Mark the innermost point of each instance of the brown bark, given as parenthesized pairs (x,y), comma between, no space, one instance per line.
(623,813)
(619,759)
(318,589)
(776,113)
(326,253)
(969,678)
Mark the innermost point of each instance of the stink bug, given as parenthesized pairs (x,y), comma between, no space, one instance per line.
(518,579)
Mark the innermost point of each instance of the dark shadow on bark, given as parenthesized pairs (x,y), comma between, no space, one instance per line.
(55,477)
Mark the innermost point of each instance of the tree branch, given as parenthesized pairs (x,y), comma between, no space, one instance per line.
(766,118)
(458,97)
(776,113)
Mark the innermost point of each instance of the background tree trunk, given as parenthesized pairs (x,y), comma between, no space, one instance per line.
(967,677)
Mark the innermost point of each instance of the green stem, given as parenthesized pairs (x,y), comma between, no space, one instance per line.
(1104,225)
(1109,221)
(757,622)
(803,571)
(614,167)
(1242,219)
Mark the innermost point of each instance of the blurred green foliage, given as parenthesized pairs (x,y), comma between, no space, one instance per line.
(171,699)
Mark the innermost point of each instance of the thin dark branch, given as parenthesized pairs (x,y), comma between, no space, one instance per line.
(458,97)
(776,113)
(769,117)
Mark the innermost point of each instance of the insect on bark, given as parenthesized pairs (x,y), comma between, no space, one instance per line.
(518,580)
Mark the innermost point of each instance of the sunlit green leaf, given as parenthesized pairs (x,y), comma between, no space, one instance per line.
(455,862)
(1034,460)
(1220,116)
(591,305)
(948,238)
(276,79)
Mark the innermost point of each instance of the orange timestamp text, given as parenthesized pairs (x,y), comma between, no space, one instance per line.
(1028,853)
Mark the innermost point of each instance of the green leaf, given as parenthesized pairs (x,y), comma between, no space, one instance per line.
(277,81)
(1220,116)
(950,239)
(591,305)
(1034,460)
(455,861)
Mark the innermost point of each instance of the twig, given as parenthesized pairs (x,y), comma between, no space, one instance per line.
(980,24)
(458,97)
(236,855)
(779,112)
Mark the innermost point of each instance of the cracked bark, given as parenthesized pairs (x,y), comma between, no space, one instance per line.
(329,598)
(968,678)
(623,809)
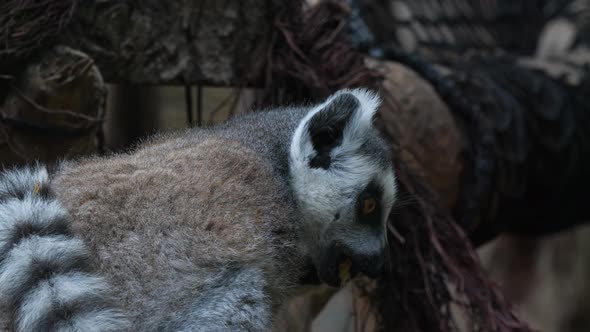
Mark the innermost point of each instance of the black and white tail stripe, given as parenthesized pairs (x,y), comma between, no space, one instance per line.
(46,282)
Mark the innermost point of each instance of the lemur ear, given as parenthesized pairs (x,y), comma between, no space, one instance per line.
(326,127)
(346,116)
(352,109)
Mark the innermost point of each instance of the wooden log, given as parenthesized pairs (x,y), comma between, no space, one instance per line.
(421,130)
(173,42)
(55,109)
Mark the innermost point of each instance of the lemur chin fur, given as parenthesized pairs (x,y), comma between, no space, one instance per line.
(197,230)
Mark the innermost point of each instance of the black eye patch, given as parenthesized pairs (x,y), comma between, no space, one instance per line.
(369,209)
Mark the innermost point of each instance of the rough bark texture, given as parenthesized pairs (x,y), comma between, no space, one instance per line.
(53,110)
(422,130)
(171,42)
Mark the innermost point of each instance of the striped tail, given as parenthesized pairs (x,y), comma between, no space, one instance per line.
(46,279)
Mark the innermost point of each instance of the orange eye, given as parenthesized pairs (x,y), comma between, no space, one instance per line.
(369,205)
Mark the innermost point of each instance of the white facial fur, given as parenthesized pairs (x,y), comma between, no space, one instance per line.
(327,197)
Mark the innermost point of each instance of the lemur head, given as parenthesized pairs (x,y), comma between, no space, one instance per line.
(344,186)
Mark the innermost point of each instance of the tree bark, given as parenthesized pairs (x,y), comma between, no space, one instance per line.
(173,42)
(54,110)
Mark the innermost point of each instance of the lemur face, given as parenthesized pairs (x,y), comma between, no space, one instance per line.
(344,185)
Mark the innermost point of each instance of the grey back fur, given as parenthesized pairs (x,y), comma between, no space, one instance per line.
(197,230)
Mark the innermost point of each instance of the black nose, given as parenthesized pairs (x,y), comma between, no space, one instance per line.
(372,264)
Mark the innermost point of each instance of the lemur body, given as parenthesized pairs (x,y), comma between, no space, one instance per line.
(201,230)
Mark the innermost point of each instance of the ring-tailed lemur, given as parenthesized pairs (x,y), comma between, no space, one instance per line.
(199,230)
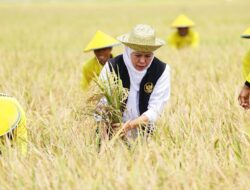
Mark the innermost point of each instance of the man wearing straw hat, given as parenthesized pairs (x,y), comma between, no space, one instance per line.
(101,44)
(146,77)
(245,92)
(13,130)
(184,36)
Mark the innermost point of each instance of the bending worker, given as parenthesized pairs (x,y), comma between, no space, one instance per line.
(102,45)
(245,92)
(13,132)
(146,77)
(184,36)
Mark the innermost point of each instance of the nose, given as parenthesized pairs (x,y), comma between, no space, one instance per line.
(142,60)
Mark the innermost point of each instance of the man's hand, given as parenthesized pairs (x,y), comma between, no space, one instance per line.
(244,97)
(124,126)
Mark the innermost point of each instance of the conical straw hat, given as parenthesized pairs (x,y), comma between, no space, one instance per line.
(101,40)
(9,115)
(141,38)
(182,21)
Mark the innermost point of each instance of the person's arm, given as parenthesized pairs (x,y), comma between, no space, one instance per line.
(85,78)
(245,91)
(159,96)
(244,96)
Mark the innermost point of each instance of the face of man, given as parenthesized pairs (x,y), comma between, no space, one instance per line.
(141,60)
(103,55)
(183,31)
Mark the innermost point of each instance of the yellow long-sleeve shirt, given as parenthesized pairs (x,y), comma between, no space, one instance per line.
(246,67)
(176,41)
(89,69)
(18,136)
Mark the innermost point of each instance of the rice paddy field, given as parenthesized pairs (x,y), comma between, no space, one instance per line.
(202,140)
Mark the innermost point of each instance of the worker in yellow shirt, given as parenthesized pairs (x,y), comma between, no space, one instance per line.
(184,36)
(102,45)
(245,92)
(13,132)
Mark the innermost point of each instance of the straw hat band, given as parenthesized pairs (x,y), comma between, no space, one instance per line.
(142,37)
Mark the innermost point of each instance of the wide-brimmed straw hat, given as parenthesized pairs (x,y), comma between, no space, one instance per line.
(182,21)
(246,33)
(101,40)
(9,115)
(142,38)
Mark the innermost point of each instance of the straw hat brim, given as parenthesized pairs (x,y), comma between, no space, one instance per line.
(102,47)
(143,46)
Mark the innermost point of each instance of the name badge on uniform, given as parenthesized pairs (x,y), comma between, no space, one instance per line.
(148,87)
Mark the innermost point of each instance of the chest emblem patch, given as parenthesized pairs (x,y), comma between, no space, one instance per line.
(148,87)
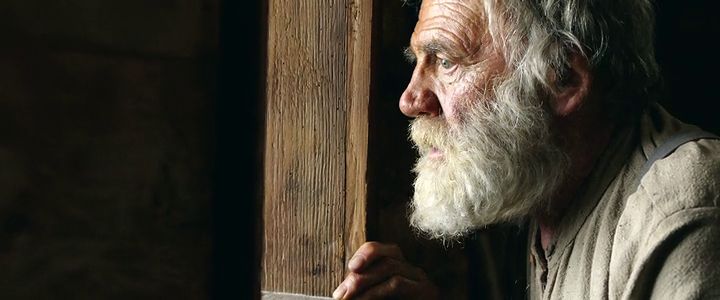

◆ ◆ ◆

- GOAL OF THE EXERCISE: Copy all the entries above exactly as they stand, except for the pictures.

- EXERCISE RESULT:
Mark the innermost point of each instance of the brown bark, given as parenthesized pairs (x,y), comma between, no space, one instance per line.
(623,813)
(619,759)
(318,589)
(776,113)
(326,253)
(969,678)
Mark the innermost point of each instance of the stink bug, given as parenthesized pairs (x,y), comma between, no space, one instance per line.
(518,579)
Mark the innermost point of each instance of the dark shadow on bark, given as parenthesized pairs (x,y), comma between, no space, one instance per line.
(55,477)
Mark the innermost point of each instance of the tree branch, given as parenthesized pairs (x,y), comma between, no space, one instance per line.
(766,118)
(458,97)
(776,113)
Mark the innermost point of each instance of the background tree trunk, given as parenthesized pairs (x,y), comma between, no space, one instance per line.
(967,677)
Mark the innermost point of each instance of the green stem, given as parenthesized pairs (x,y), comma between, no space, one instance per line.
(1104,225)
(1109,221)
(757,622)
(803,571)
(614,167)
(1242,219)
Mark the innermost point of each instance of the blurred green foliage, given as parenthesized pairs (x,y), comma between, no space, one instance per line.
(171,699)
Mark the innermost point of each instance of the thin dark branch, given as parenthesized pairs (x,y), comma between, no space, one instance per line.
(458,97)
(776,113)
(769,117)
Mark the innermost point of each instance of the insect on bark, given as parenthesized pairs (x,y), comma between, no space, one instance per line.
(518,580)
Mark the innermost point of each instance of the sunlit green leaf, given as parenthesized pairs (x,y), comma between, no space, one instance per line.
(455,862)
(1034,460)
(1220,116)
(591,305)
(948,238)
(276,79)
Mark the innermost point of each instance of the orange timestamp text, given as parenthesized pairs (x,y), comma between, no space, one instance per line.
(1028,853)
Mark the innermost point of each instance of the green leaf, given as parenthesized pairs (x,y), comma between, no space, one instance per line.
(277,81)
(1220,116)
(950,239)
(591,305)
(1034,460)
(455,861)
Mark the innermost point of each instance of the twig, given as parenthesized pairs (x,y), comma between, no space, one instance per line.
(980,24)
(458,97)
(236,855)
(779,112)
Mark the innermost point of each instance of the cracked bark, given as parenthesized pairs (x,y), comma between, no space, one instance per line.
(329,598)
(968,678)
(623,809)
Mark the innermost point of each instance of the black and white tail stripe, given as parenthesized pairs (x,y), comma between, no space, one instance per line.
(46,282)
Mark the innermost point of each instance of the lemur ear, given as parenthesized pairs (x,y), comma between, no space, one instance per line.
(326,127)
(346,116)
(352,109)
Mark the innermost point of each instance of the wooden log, given as parenthesized pairs (x,y), comma between, no space, one instance per line.
(421,130)
(173,42)
(55,109)
Mark the innermost point of each instance of the lemur chin fur, given as parenthesized pairs (x,y), comma between, no space, one instance per line.
(197,230)
Mark the innermost point of each instance of the black eye patch, given as parenthesized pairs (x,y), comma between, no space, one instance per line.
(369,209)
Mark the innermost point of each instance of the rough bark texture, given as parenthesized pairs (x,y), comma between, no space, one instance per line.
(53,110)
(422,130)
(171,42)
Mark the innermost point of each instance of the striped tail, given as parenthesized pairs (x,y), comma between, no space, one instance per line.
(46,279)
Mark the innermost point of each instance of the orange eye, given as parenthesized pairs (x,y), comma between, no space, one instance per line.
(369,205)
Mark the innermost point of each instance of the white facial fur, given as parenthesized pairs (x,y), comma between, no space, one instance per line.
(327,197)
Mark the innermost point of each instance of the lemur head, given as parenthesized pairs (x,y), comma between, no space, one instance per line.
(344,186)
Mark the innermost point of each instance of the tree bark, given as parenthesized pairs (x,y), comma between, no space, one instance per line.
(173,42)
(54,110)
Mark the innermost point of each instance of the lemur face, given as parenthesized pairs (x,y), comma between, no space, one instance per line.
(344,185)
Mark the innermost point of each instance of the grey back fur, given as parenthesized pairs (x,y), comma between, no space, one instance per line.
(197,230)
Mark the innermost point of each instance of the black nose, given as parenthesized pairs (x,y), comma between, no space, one instance per line.
(372,264)
Mark the innermost point of each instance of the lemur body, given as parenthesized pairs (x,y), comma between, no space, one instance per line.
(201,230)
Mark the innermost point of each instance of the ring-tailed lemur, given as parenthesized pairs (x,y), comma between, no space, one instance per line.
(199,230)
Mark the innermost point of each instance of the man wearing straw hat, given as parenthesized pairs (x,y), comma between, no space, one instance per line.
(101,44)
(146,77)
(245,92)
(13,130)
(184,36)
Mark the innermost point of each instance of the bending worker, given as parenthesized pairs (x,y), comma between, no space, one instance per line.
(102,45)
(245,92)
(13,132)
(146,77)
(184,36)
Mark the innermost point of each instance of the nose, given as parenthesized pairs (x,y), comma between, no space, one instance per line.
(142,60)
Mark the innermost point of each instance of the man's hand, given as parenthesized pairs (x,y), comma between, no space, one instance per line.
(244,97)
(124,126)
Mark the innermost point of each instance of the conical straw hat, given as parenthesized pairs (x,y), comma between, no space, one instance per line.
(101,40)
(9,115)
(141,38)
(182,21)
Mark the innermost point of each instance of the person's arm, given as parenthesized pairs (x,y), comma between, no space, one instance per line.
(85,78)
(245,91)
(159,96)
(244,96)
Mark the innermost point of each instance of the face of man, given as parenthesized pairs (x,y), comma between, no space, one instance per line.
(141,60)
(103,55)
(183,31)
Mark the innermost point of each instance of the yellow long-sleeve shirt, given as parenthesized pairs (x,y), comma between, no space, one instance per line.
(246,67)
(176,41)
(89,69)
(18,136)
Mark the innermost point of each instance of the rice paddy field, given as parenthesized pairs (x,y), comma between, no space, one instance per line.
(202,140)
Mark the innermost point of each instance of the worker in yellow shirt, given as parenthesized pairs (x,y), comma between, no space, one instance per line.
(184,36)
(102,45)
(245,92)
(13,132)
Mark the innermost point of each instance of the straw hat band, given as parenthesized pairs (x,y), comma between, no space, one instance per line.
(142,37)
Mark the innermost point of each instance of the wide-brimmed straw hat, given as parenthesized pairs (x,y), comma between, no space, one instance per line.
(182,21)
(246,33)
(101,40)
(9,115)
(142,38)
Mark the innermost point of each instance of the straw hat brim, given as parenthesized pairs (x,y), comma between, no space, one instance per line.
(102,47)
(143,46)
Mark the innermost point of each instance of the name badge on uniform, given as parenthesized pairs (x,y), comma between, no space, one instance per line.
(148,87)
Mark the innermost point of each instance of the chest emblem patch, given as parenthesized pairs (x,y), comma between, no space, one instance per line.
(148,87)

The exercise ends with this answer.